[Records in a dataset]

:::::

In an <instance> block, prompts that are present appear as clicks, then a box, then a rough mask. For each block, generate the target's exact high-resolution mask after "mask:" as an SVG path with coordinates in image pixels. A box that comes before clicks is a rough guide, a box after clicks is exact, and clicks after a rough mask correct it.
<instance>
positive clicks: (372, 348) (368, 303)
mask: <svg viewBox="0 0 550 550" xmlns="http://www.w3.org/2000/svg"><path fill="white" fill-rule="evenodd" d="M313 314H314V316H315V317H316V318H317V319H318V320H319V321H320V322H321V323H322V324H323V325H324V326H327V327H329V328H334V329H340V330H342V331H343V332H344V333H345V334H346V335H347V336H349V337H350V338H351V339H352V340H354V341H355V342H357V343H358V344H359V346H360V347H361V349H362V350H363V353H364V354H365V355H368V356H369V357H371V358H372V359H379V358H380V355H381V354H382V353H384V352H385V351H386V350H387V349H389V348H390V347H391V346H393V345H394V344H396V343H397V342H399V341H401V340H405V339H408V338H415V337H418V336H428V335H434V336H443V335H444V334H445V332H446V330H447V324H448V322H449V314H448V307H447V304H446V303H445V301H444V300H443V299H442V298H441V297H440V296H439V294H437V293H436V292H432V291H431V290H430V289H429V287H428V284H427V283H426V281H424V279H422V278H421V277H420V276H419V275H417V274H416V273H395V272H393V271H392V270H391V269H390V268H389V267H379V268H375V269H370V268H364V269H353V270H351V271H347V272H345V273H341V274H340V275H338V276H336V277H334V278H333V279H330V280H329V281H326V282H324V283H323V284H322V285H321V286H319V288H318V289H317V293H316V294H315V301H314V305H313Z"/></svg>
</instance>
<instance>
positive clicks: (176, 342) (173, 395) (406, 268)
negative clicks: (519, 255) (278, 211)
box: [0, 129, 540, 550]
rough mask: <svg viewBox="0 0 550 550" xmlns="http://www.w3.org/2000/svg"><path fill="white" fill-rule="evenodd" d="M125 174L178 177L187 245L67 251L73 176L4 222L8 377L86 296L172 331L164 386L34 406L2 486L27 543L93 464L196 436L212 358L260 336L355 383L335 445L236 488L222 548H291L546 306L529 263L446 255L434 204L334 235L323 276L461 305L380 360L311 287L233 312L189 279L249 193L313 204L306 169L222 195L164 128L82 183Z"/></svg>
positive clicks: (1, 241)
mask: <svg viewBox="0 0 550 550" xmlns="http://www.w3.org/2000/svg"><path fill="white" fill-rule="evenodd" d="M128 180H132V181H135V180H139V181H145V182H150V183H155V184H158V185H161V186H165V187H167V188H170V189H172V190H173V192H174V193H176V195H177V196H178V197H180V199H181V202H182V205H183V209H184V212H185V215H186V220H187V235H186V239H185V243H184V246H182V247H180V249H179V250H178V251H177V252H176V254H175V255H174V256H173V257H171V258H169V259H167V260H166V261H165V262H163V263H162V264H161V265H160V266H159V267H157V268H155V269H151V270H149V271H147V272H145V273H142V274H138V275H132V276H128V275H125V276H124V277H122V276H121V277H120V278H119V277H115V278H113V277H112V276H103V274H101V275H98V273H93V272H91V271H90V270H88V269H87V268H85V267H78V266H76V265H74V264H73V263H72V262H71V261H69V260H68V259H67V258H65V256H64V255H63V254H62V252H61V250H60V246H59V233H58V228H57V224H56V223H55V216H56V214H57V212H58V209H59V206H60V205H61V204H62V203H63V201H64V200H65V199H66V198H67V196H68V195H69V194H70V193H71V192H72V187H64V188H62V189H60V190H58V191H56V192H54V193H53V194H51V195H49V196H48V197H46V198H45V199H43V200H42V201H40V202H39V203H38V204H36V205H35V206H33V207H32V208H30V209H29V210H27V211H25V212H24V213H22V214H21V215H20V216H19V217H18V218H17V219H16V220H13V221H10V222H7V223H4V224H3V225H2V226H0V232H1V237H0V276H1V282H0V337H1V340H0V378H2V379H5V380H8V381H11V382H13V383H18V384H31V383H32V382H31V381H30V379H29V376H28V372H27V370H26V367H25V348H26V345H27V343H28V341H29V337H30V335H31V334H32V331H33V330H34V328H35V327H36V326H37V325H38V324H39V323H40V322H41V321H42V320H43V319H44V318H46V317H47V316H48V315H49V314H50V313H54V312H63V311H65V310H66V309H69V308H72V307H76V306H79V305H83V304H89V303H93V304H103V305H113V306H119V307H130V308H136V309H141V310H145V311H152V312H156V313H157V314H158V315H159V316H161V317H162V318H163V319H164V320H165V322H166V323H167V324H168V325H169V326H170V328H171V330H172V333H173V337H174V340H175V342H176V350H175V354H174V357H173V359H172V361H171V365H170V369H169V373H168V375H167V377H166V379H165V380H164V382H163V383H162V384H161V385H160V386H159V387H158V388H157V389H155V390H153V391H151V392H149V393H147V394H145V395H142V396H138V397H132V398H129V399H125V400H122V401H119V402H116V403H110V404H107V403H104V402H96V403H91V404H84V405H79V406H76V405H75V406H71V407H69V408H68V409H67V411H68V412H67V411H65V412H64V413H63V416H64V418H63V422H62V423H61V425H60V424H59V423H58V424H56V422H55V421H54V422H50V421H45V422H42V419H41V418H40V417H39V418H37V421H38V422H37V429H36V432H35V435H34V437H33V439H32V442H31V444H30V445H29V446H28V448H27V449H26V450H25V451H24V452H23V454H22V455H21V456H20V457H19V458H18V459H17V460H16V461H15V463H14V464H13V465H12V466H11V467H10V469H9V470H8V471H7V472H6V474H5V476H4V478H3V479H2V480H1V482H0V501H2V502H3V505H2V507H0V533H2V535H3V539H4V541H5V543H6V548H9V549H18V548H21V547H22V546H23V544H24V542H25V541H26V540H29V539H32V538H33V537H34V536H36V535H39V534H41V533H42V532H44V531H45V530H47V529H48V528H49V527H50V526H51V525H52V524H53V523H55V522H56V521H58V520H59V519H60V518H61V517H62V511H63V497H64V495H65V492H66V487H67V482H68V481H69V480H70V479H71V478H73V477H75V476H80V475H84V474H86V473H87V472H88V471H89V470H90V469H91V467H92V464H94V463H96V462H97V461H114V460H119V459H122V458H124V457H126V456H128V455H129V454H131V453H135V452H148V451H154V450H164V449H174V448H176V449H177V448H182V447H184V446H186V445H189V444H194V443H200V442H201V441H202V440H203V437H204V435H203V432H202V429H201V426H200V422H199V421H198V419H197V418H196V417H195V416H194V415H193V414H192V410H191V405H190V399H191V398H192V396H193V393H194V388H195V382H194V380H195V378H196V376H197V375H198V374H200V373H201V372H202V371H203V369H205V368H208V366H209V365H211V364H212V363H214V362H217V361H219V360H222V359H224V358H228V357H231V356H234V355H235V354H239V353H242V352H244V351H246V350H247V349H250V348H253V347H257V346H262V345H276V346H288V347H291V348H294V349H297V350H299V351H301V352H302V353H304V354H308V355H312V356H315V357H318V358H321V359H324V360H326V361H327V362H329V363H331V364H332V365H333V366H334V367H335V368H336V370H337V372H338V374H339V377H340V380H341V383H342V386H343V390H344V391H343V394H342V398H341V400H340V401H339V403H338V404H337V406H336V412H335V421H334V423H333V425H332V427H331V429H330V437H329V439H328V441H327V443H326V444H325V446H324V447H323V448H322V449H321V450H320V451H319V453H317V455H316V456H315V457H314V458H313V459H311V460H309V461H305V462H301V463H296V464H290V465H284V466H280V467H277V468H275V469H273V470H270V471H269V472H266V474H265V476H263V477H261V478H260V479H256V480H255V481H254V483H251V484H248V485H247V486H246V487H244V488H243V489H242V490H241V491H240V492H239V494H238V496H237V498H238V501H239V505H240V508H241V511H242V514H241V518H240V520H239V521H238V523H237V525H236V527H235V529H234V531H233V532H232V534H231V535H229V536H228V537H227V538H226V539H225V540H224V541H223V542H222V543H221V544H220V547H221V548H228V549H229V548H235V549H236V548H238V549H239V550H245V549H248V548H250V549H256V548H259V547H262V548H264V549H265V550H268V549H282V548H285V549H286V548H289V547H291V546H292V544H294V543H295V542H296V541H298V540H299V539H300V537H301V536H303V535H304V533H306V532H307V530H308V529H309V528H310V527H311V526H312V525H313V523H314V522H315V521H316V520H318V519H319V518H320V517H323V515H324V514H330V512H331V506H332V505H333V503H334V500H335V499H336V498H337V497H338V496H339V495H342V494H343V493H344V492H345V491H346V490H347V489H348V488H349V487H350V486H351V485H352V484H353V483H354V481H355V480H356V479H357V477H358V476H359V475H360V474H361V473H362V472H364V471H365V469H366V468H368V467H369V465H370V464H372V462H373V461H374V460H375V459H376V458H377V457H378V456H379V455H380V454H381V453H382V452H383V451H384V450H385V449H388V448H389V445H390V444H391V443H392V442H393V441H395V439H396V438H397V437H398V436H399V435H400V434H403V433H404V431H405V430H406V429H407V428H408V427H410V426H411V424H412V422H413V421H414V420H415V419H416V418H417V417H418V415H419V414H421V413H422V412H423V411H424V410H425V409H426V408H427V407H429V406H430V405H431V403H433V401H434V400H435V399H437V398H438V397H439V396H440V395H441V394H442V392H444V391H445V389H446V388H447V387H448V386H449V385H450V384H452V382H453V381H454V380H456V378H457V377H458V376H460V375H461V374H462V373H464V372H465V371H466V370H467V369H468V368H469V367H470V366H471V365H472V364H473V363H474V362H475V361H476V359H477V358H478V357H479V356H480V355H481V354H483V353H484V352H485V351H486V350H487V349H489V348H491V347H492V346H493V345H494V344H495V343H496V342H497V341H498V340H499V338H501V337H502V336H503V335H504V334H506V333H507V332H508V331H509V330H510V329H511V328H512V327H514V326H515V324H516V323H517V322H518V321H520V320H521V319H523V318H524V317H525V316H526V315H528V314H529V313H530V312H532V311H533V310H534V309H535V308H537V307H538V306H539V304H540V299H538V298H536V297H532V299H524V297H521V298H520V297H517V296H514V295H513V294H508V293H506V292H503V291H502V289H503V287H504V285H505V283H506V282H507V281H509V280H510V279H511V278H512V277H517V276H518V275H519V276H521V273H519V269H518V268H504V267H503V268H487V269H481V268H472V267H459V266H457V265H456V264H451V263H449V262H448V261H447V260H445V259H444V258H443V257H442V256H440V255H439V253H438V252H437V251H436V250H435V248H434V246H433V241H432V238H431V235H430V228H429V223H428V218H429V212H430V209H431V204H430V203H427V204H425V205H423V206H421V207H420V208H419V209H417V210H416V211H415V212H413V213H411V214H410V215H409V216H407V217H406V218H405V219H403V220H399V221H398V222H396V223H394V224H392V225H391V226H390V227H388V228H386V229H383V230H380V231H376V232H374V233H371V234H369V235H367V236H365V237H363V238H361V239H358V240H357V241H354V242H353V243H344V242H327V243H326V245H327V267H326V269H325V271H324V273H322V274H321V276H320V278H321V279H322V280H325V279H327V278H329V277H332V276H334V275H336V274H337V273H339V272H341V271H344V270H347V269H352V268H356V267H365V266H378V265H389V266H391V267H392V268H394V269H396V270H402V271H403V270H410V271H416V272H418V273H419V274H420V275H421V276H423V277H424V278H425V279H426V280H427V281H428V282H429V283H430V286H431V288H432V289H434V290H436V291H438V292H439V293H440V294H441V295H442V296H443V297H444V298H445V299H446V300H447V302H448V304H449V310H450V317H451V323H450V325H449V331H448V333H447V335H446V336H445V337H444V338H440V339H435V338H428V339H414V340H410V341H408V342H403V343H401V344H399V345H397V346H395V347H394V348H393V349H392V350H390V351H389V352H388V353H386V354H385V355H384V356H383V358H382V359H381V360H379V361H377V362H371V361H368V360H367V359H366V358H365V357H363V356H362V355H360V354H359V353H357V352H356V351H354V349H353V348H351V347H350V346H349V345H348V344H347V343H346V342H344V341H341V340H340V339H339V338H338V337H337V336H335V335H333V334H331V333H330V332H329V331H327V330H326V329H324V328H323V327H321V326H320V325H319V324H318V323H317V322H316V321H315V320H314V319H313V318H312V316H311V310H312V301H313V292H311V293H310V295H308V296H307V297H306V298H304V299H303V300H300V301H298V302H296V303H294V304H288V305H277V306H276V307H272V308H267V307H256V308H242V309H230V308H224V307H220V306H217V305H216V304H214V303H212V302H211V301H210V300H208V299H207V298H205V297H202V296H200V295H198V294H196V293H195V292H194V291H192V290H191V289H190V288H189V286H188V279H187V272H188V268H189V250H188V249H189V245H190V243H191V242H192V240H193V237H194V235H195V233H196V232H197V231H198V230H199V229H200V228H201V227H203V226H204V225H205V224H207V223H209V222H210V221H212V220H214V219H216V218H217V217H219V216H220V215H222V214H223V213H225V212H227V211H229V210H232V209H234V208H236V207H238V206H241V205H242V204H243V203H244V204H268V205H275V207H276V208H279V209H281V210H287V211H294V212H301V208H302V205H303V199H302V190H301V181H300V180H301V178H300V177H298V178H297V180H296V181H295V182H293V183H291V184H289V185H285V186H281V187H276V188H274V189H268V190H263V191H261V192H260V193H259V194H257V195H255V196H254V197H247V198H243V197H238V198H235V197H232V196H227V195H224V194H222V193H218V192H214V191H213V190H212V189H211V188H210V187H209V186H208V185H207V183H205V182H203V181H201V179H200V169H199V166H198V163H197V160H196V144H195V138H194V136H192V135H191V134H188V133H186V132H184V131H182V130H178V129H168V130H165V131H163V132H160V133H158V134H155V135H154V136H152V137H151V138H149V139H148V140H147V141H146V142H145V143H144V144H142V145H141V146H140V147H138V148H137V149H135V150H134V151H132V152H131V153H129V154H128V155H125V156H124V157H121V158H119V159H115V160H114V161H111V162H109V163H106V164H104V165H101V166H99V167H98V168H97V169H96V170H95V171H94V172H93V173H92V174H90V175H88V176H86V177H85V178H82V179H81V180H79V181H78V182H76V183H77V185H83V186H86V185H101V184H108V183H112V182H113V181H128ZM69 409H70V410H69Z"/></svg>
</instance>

:::::

Can you give the records from the start through the line containing "positive clicks: (372, 348) (368, 303)" as a Markdown table with the columns No. and Line, leaving out blank lines?

| No. | Line |
|---|---|
| 1 | In an <instance> block, prompts that are present appear as clicks, then a box, then a rough mask. For each block, generate the target's exact high-resolution mask after "mask:" as an SVG path with coordinates in image pixels. A box that comes before clicks is a rough guide, a box after clicks is exact, and clicks after a rough mask correct it. |
| 2 | <instance> |
| 3 | positive clicks: (372, 348) (368, 303) |